Exercise details
Copy each line below holding "wooden".

Records for this exercise START

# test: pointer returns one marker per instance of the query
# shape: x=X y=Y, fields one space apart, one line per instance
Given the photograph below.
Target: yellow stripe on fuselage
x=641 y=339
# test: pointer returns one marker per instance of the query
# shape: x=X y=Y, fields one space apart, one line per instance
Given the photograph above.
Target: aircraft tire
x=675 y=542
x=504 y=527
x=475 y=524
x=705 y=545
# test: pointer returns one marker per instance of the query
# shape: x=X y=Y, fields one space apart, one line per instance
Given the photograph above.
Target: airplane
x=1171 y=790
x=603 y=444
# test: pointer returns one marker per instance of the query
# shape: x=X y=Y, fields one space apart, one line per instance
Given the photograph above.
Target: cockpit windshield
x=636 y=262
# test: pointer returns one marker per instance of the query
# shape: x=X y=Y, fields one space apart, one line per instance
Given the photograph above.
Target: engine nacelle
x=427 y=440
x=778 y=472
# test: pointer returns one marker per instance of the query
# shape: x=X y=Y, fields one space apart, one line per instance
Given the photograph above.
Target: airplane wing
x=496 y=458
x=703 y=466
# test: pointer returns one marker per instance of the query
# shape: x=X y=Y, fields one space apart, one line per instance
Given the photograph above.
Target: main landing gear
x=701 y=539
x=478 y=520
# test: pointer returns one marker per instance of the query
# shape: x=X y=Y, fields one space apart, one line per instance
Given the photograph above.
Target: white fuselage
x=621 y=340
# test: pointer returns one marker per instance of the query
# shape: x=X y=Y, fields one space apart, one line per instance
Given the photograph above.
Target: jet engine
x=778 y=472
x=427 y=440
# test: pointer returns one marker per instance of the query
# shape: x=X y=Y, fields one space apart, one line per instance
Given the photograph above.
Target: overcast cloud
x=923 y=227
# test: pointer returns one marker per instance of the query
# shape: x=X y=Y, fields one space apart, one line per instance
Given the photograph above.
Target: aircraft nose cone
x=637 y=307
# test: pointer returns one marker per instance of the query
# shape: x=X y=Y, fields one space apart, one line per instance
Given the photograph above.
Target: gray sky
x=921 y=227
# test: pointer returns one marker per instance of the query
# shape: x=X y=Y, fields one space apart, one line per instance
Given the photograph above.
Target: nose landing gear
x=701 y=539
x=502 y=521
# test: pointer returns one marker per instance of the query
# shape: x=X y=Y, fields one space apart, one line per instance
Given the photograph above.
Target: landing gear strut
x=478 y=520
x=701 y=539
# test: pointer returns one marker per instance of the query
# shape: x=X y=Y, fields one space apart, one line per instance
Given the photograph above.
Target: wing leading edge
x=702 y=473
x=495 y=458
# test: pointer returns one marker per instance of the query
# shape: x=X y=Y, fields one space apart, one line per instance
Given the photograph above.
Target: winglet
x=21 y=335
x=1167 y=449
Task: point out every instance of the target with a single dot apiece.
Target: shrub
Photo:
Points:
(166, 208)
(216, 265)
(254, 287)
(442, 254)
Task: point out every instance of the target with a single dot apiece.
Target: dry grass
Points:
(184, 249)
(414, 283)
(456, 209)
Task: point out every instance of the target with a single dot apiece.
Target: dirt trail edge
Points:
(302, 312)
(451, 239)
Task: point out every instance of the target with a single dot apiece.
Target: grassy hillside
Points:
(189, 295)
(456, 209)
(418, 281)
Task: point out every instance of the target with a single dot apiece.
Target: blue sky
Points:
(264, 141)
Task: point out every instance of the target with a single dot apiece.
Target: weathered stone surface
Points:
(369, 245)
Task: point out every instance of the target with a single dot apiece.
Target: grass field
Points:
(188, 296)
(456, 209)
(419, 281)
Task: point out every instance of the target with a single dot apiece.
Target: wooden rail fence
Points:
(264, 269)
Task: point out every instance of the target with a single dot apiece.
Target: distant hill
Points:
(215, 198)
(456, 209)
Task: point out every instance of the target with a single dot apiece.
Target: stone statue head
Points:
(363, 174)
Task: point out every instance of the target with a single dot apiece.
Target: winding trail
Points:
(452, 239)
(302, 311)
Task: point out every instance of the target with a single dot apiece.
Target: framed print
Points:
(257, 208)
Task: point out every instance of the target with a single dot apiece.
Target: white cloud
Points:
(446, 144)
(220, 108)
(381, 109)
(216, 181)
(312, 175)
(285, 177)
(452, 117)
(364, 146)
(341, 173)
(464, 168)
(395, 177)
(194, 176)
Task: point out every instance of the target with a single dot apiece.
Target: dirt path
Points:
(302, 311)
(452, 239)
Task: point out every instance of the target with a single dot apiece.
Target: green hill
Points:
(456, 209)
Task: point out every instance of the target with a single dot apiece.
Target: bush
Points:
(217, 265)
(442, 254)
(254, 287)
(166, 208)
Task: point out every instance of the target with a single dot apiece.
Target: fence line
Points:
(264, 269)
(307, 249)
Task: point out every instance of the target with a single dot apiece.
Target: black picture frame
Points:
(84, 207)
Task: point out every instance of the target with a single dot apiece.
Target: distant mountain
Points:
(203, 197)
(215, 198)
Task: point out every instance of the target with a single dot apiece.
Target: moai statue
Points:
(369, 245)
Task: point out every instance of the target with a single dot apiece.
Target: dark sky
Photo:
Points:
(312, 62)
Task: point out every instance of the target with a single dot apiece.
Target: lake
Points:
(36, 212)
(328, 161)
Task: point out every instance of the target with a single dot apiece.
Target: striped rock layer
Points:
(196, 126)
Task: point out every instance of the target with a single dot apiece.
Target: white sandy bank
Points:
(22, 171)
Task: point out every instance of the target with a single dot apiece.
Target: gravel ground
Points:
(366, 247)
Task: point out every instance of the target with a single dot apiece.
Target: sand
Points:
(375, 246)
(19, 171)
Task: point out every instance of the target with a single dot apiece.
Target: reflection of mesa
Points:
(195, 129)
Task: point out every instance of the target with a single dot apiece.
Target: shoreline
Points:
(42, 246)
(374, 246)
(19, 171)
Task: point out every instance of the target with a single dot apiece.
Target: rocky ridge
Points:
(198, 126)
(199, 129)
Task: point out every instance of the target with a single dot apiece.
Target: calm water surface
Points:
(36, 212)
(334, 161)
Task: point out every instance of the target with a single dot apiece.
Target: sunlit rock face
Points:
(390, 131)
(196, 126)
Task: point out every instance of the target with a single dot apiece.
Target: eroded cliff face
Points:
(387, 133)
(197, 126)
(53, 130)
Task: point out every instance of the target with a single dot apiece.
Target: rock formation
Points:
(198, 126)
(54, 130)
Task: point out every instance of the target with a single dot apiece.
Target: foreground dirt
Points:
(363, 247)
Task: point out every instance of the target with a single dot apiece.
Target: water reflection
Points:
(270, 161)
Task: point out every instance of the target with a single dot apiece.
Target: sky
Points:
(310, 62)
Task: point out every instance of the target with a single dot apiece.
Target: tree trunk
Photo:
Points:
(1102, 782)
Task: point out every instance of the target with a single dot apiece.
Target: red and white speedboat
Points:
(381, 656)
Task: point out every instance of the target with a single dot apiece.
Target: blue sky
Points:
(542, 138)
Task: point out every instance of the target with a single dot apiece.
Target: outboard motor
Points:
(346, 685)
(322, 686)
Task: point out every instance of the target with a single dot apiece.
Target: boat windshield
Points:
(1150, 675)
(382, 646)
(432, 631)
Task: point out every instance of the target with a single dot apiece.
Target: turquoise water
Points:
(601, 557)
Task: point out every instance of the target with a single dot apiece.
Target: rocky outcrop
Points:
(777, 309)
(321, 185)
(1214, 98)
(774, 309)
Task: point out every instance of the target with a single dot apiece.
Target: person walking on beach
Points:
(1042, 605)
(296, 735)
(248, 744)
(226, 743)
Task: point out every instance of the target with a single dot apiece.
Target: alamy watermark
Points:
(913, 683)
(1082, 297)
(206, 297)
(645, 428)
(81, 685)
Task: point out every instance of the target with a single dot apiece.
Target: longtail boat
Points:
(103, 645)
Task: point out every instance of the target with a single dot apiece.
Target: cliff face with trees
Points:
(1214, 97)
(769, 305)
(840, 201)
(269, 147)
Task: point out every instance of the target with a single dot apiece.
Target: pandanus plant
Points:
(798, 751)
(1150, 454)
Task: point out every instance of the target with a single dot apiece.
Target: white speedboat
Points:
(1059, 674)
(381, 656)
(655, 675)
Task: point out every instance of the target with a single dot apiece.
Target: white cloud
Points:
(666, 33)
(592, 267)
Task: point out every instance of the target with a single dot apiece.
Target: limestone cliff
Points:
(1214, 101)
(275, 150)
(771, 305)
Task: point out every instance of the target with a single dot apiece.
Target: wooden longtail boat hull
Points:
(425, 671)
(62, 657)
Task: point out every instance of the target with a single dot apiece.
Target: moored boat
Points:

Records for this exercise END

Response for this exercise
Target: wooden rail fence
Target: wooden longtail boat hull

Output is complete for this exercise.